RM: Da kann ich nur zustimmen. Die Behörden fürchten die Reaktionen der Nachbarschaft, sind im Genehmigungsverfahren oft nicht mutig genug. Die Akzeptanz bei den Menschen ist aber höher als man vermutet. Ich plädiere sehr für die Verdichtung. Es gibt genug Baulücken. Man müsste in der Politik viel mehr für dieses Potenzial, wo auch die Infrastruktur schon da ist, werben. Es genügt aber nicht, jeden freien Platz zuzubauen, um bestehende Quartiere sinnvoll zu erweitern. Man muss auch den Freiraum schützen.
Jede Ihrer Maßnahmen prägt die unmittelbare Umgebung. Wie schätzen Sie den Einfluss Ihrer Häuser auf die Sozialstruktur ein?
RM: Wir hatten eine Ausnahmesituation, denn die meisten Mieter waren wegen des schlechten Standards der Wohnungen bereits freiwillig ausgezogen. Und wir haben mit dem jetzigen Wohnungsangebot auf aktuelle Bedürfnisse reagiert.
Es wurde also niemand verdrängt oder gar die Bewohnerschaft wegen rasant gestiegener Mieten ausgetauscht. Wie schätzen Sie die Situation in einer von DDR-Platten geprägten Nachbarschaft ein, Herr Gullotta?
GG: Das ist eine schwierige Debatte. Günstig sind die Wohnungen nicht. Qualität kostet, da muss auch wieder was reinkommen. Insgesamt glaube ich an die positive Durchmischung, an das Zusammenwachsen von Stadt. Nicht jeder Neubau bedeutet gleich verdrängende Gentrifizierung, muss aber mit dem Bestand harmonieren.

· · · ·

Aufgaben ->
[A] Nenne den Grund, aus dem laut dem Interview über Verdichtung und Neubau die meisten Mieter bereits freiwillig ausgezogen waren.
[B] Schreibe aus dem Interview über Verdichtung und Neubau alles von „RM: Da kann“ bis hinunter zu „den Freiraum schützen.“ erneut auf und tausche dabei „Baulücken“ gegen „Brachflächen“ aus.
[C] Setze das Interview über Verdichtung und Neubau an der Stelle fort, an der es endet.

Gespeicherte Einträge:
· · · ·

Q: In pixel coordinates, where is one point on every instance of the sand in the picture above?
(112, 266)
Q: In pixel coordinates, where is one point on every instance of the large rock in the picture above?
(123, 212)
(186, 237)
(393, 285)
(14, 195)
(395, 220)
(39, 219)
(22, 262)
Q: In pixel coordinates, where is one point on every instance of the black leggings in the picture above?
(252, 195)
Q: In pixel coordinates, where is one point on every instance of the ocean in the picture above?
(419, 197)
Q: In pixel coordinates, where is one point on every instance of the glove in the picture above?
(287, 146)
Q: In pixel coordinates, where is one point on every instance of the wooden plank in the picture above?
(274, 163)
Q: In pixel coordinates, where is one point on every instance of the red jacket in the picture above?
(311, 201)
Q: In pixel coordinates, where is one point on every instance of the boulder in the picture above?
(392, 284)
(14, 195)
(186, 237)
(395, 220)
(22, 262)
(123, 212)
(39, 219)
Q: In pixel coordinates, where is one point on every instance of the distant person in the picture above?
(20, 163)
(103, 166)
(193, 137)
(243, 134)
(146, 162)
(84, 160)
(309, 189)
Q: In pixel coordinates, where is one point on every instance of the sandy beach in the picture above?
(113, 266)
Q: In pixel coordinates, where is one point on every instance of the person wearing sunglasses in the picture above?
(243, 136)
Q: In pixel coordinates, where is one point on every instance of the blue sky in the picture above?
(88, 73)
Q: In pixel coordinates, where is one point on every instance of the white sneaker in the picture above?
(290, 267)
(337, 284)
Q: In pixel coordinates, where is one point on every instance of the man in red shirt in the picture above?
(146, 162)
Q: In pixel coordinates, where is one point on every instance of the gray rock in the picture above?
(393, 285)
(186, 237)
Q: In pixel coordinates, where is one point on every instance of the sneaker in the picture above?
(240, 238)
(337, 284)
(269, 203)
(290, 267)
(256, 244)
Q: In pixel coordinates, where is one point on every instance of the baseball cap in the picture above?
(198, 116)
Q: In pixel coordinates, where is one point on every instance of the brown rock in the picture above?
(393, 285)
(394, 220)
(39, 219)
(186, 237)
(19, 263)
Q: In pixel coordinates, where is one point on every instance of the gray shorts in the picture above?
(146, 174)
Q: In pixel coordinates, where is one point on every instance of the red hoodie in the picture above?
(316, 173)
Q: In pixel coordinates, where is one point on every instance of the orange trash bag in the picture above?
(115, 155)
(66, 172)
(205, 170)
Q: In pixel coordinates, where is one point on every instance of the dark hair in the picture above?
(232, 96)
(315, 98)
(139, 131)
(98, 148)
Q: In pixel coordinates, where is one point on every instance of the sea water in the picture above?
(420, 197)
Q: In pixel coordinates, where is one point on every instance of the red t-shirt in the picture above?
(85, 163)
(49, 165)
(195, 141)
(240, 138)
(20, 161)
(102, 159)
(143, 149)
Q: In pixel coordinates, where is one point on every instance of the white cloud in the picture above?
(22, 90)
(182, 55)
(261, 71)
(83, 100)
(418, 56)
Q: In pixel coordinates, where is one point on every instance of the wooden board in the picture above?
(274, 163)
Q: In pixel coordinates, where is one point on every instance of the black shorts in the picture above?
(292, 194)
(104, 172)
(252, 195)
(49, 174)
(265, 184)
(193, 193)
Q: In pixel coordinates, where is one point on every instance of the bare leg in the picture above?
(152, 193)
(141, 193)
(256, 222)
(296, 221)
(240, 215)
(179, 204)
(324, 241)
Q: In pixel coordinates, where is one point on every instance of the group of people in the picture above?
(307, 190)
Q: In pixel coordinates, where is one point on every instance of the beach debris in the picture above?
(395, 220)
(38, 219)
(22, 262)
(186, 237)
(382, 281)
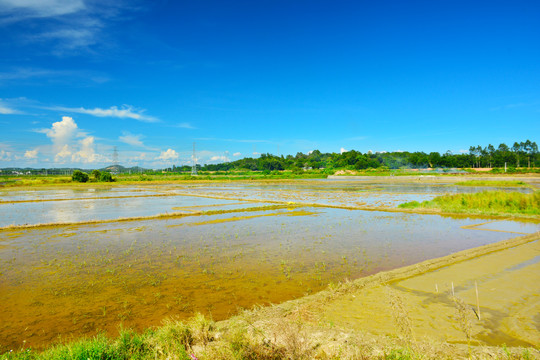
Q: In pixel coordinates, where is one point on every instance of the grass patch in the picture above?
(257, 335)
(484, 203)
(493, 183)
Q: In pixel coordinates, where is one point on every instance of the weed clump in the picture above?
(484, 203)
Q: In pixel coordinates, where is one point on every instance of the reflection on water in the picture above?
(77, 280)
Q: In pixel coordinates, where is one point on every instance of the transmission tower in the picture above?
(194, 167)
(115, 159)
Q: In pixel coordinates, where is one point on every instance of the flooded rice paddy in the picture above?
(224, 247)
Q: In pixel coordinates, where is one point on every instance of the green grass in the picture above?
(246, 338)
(484, 203)
(494, 183)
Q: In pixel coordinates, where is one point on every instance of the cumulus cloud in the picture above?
(125, 112)
(170, 154)
(5, 155)
(30, 154)
(130, 139)
(221, 158)
(6, 109)
(66, 147)
(62, 132)
(63, 155)
(87, 153)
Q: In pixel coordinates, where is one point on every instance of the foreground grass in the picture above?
(493, 183)
(259, 335)
(484, 203)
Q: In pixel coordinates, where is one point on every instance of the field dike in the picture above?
(307, 328)
(375, 316)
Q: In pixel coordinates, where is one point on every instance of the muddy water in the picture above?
(60, 282)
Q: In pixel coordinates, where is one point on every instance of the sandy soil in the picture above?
(508, 282)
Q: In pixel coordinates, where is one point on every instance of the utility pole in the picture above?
(194, 167)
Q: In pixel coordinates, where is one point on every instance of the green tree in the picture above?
(106, 177)
(79, 176)
(96, 174)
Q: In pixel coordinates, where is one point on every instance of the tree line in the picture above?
(523, 154)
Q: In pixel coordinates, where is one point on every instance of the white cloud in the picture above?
(64, 135)
(6, 109)
(62, 132)
(30, 154)
(71, 38)
(20, 9)
(170, 154)
(87, 153)
(221, 158)
(5, 155)
(130, 139)
(185, 126)
(125, 111)
(62, 155)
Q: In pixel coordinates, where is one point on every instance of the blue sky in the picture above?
(238, 78)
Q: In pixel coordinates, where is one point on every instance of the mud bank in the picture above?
(425, 297)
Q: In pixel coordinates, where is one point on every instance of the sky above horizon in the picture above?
(79, 78)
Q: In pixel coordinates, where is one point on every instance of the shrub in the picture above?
(106, 177)
(96, 175)
(79, 176)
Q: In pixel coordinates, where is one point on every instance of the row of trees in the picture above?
(523, 154)
(95, 176)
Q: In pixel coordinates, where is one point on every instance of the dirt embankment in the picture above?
(484, 297)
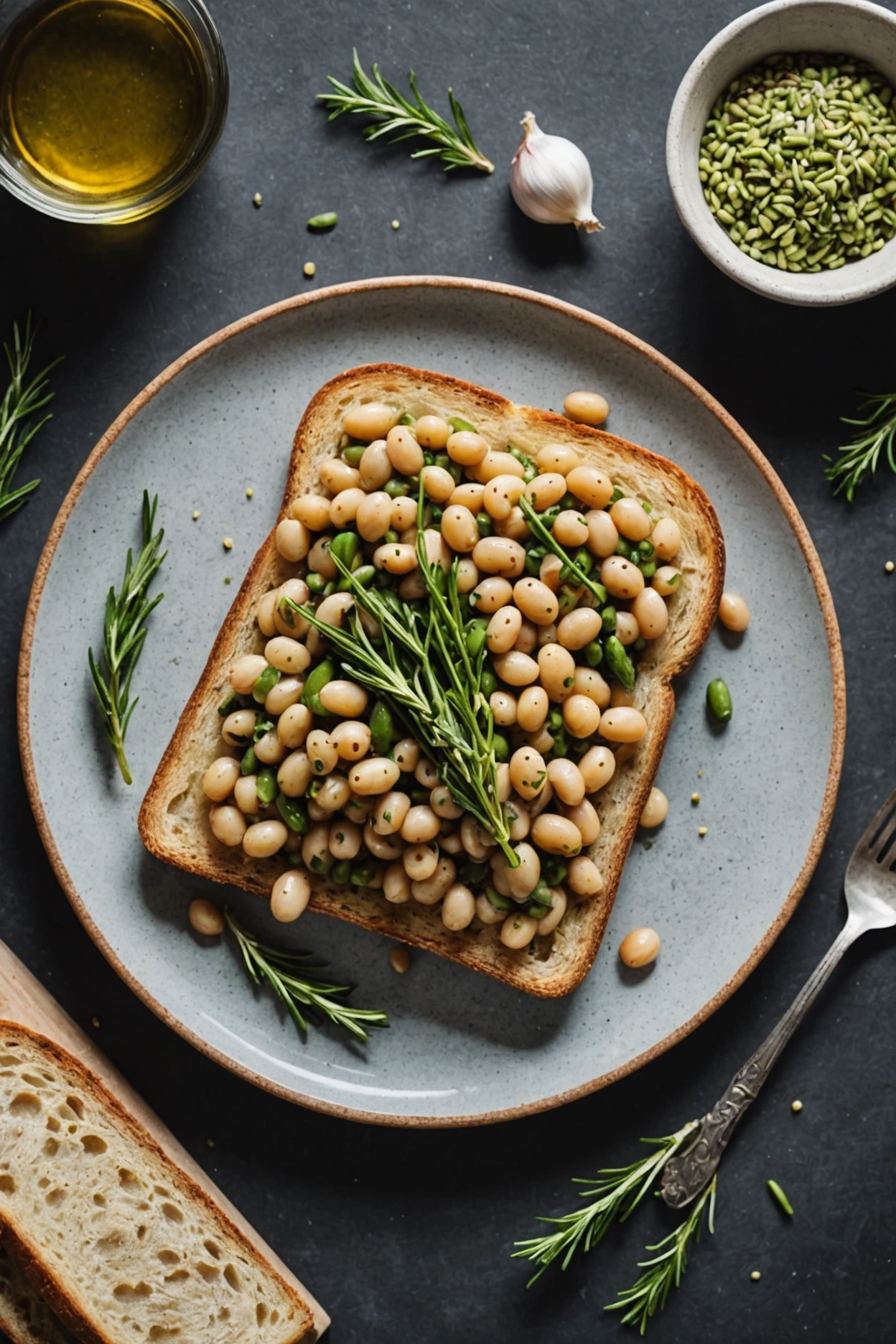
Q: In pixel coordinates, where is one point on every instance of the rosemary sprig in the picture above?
(405, 120)
(544, 535)
(418, 675)
(649, 1294)
(19, 420)
(859, 459)
(302, 988)
(620, 1190)
(124, 635)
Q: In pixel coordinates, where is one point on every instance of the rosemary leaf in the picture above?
(649, 1294)
(19, 421)
(620, 1190)
(124, 636)
(299, 986)
(401, 118)
(876, 434)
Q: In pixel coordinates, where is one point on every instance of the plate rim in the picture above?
(742, 439)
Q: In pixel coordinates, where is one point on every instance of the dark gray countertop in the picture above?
(407, 1236)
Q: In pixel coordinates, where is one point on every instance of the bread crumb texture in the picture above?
(120, 1239)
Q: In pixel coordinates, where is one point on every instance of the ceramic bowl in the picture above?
(851, 27)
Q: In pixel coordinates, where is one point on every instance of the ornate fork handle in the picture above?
(687, 1174)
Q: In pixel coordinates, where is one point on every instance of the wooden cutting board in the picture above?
(24, 1002)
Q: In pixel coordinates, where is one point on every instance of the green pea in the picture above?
(618, 663)
(265, 683)
(719, 701)
(488, 682)
(382, 727)
(561, 742)
(498, 901)
(344, 547)
(316, 682)
(325, 220)
(293, 813)
(340, 872)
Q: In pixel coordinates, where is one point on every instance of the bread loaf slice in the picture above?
(174, 818)
(112, 1221)
(24, 1316)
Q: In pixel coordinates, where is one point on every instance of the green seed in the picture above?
(265, 683)
(780, 1195)
(719, 701)
(788, 148)
(325, 220)
(382, 727)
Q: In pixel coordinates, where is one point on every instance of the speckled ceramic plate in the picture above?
(462, 1049)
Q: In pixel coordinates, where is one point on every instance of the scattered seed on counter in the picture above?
(399, 960)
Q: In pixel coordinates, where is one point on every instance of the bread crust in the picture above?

· · · ·

Erwartete Ergebnisse ->
[A] Wegen des schlechten Standards der Wohnungen.

[B]
RM: Da kann ich nur zustimmen. Die Behörden fürchten die Reaktionen der Nachbarschaft, sind im Genehmigungsverfahren oft nicht mutig genug. Die Akzeptanz bei den Menschen ist aber höher als man vermutet. Ich plädiere sehr für die Verdichtung. Es gibt genug Brachflächen. Man müsste in der Politik viel mehr für dieses Potenzial, wo auch die Infrastruktur schon da ist, werben. Es genügt aber nicht, jeden freien Platz zuzubauen, um bestehende Quartiere sinnvoll zu erweitern. Man muss auch den Freiraum schützen.

[C]
Herr Bedaux, Herr Notten, die größte Verwandlung in diesem Reigen haben Sie mitgestaltet. Ist dieser Prozess inzwischen abgeschlossen, und wird das neue Wohnviertel angenommen? Gibt es viele, die nun von den Zuzüglern verdrängt werden?
PB: Das Projekt ist abgeschlossen. Und hat in Holland auch schon Eindruck als role model gemacht.
MN: In den Strip-R-Distrikt kommen viele Leute, die Geld ausgeben können. Für andere ist genau das das Problem: Sie werden vom Wohnungsmarkt verdrängt. Es ist aber insgesamt eher eine Nachbarschaft für Menschen, die Eigentum suchen, nicht für Ansässige, die umziehen wollen. Das ist schon deshalb interessant, weil das direkt angrenzende Viertel mit den ehemaligen Arbeiterhäusern von einer ganz anderen Schicht bewohnt wird. Es existieren also zwei parallele Welten, von denen wir hoffen, dass sie sich mischen werden.
PB: Im Viertel selbst spürt man durchaus schon einen positiven Effekt: Da wir uns in einem Bezirk mit hoher Dichte befinden, wollten wir die Menschen stimulieren, den öffentlichen Raum zu nutzen. Die Umgebung ist sehr grün. Die schmalen Straßen waren zunächst etwas anonym, also haben wir Elemente verwendet, um die Menschen einzuladen, rauszugehen und sich zu treffen.
MN: Es ist noch zu früh, das abschließend zu beurteilen. Der Freiraum ist gerade erst fertiggestellt, das Grün muss noch wachsen. Aber ich glaube auch, dass die überwiegend jungen Menschen dort bereit sind, unsere Angebote anzunehmen. Man sieht schon Bänke und Blumentöpfe vor den Türen.
Eine letzte Frage: Würden Sie gerne selbst in Ihren Häusern wohnen?
MN: Ja, auch, weil ich in der Nähe ohnehin schon lebe. Und weil das Viertel so grün ist und gleichzeitig nahe am Stadtzentrum liegt.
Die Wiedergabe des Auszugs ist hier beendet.